[Stated exercise] Each line from the one that holds "Please spot the green trim" to the end of the records is to be retyped exactly. Pictures are not part of the copy.

------------

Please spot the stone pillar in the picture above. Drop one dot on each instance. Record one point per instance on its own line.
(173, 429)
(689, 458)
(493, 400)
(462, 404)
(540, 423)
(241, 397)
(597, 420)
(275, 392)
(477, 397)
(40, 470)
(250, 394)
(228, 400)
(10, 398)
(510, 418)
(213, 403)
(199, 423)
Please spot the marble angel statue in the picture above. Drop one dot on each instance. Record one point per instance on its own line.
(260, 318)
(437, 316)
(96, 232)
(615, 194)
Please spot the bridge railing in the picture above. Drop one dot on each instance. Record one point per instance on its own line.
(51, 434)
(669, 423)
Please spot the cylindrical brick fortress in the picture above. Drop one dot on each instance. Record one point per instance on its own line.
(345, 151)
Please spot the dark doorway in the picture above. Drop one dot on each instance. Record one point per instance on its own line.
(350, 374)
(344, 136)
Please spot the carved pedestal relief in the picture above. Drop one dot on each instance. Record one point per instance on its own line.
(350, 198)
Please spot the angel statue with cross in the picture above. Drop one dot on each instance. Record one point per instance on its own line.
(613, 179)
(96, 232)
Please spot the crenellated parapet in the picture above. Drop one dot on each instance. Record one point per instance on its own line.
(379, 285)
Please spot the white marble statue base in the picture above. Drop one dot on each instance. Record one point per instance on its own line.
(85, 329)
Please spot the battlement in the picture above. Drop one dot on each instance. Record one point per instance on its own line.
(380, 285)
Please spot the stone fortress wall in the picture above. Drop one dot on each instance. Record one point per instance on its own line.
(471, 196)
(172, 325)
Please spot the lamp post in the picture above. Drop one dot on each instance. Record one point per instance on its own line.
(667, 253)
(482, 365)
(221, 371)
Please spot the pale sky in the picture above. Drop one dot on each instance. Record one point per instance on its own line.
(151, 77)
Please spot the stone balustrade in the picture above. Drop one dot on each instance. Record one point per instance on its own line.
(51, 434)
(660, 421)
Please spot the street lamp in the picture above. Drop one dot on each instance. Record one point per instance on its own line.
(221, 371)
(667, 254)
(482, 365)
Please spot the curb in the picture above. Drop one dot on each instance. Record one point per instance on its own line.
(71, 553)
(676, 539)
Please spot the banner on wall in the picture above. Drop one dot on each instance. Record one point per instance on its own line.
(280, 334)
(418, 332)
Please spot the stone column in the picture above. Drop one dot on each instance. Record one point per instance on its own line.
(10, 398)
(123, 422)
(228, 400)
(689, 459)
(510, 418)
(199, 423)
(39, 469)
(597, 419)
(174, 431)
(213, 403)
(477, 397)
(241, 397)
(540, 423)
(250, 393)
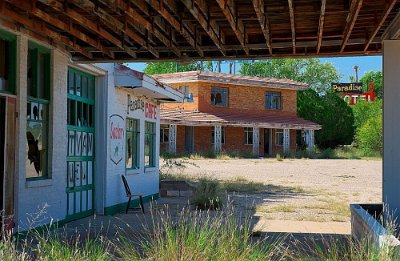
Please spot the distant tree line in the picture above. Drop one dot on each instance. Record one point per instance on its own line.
(360, 125)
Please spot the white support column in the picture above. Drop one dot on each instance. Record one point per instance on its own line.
(172, 138)
(310, 141)
(391, 127)
(217, 138)
(286, 140)
(256, 140)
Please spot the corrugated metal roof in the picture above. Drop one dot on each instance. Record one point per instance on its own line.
(229, 79)
(236, 118)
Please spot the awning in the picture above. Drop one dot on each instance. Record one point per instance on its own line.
(145, 85)
(237, 119)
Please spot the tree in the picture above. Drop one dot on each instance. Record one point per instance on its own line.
(376, 78)
(332, 113)
(317, 75)
(171, 67)
(363, 110)
(368, 123)
(370, 135)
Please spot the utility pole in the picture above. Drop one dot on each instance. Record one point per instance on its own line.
(356, 69)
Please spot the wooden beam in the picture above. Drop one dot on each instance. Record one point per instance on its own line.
(292, 25)
(393, 30)
(237, 25)
(133, 17)
(210, 28)
(262, 17)
(321, 25)
(36, 26)
(350, 21)
(158, 6)
(387, 11)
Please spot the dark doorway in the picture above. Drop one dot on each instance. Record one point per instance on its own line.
(189, 135)
(267, 138)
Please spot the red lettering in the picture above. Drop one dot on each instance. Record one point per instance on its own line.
(116, 133)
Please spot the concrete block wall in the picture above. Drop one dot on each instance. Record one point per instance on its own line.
(143, 180)
(240, 97)
(234, 140)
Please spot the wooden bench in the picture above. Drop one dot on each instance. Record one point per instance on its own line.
(130, 195)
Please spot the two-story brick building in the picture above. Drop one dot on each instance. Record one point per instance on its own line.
(224, 112)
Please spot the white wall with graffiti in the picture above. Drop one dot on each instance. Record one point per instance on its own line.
(124, 107)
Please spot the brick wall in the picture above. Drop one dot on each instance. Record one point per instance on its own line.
(240, 97)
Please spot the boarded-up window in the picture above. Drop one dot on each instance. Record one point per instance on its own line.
(219, 96)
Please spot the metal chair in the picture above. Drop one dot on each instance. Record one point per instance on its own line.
(130, 195)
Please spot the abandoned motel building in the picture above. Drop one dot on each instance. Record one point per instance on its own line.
(68, 131)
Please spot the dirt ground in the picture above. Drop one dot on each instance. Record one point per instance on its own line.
(308, 190)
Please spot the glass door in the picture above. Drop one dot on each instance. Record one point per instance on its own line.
(80, 157)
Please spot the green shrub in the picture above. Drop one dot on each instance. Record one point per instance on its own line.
(198, 236)
(370, 136)
(208, 194)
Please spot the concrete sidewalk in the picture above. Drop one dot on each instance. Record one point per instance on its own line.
(136, 222)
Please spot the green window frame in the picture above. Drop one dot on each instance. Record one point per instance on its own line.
(164, 133)
(38, 102)
(248, 136)
(80, 102)
(132, 143)
(279, 137)
(7, 62)
(150, 144)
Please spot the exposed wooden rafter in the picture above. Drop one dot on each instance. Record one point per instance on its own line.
(292, 25)
(393, 30)
(355, 8)
(229, 9)
(158, 6)
(35, 26)
(262, 17)
(205, 22)
(387, 11)
(321, 25)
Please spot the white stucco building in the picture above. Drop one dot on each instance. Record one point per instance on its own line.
(68, 132)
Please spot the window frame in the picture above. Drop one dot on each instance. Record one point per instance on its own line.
(12, 41)
(44, 100)
(248, 132)
(223, 137)
(280, 132)
(135, 141)
(152, 145)
(222, 90)
(163, 128)
(269, 105)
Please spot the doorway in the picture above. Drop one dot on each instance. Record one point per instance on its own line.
(7, 160)
(267, 142)
(189, 139)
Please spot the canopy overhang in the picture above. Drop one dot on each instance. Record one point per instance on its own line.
(187, 30)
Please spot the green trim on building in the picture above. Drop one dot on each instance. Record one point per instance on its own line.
(12, 39)
(118, 208)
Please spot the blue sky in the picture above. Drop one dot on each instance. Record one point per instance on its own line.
(343, 64)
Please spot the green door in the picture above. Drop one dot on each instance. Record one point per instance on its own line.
(80, 157)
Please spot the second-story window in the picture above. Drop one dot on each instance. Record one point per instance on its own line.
(248, 136)
(219, 96)
(279, 137)
(273, 101)
(164, 134)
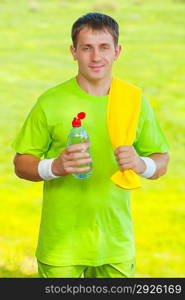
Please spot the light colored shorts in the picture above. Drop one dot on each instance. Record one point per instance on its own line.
(115, 270)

------------

[Answer]
Please spot the green trim on building in the picture above. Drop one dot on each instance. Record one point per instance on its own line.
(12, 39)
(118, 208)
Please spot the blue sky in the picture above. Drop one dot on each instance. Record one point per instance on its own line.
(343, 64)
Please spot the green door in the picture above. Drop one dot on each instance. Record one point per instance on its own line.
(80, 157)
Please spot the second-story window in the picture above. Drop one dot on each instance. Record one point per instance on its own line.
(248, 136)
(219, 96)
(279, 137)
(273, 101)
(164, 134)
Please spot the light colored shorts in the picture above. Drop one dot on each instance. Record one point per instance on its own line.
(115, 270)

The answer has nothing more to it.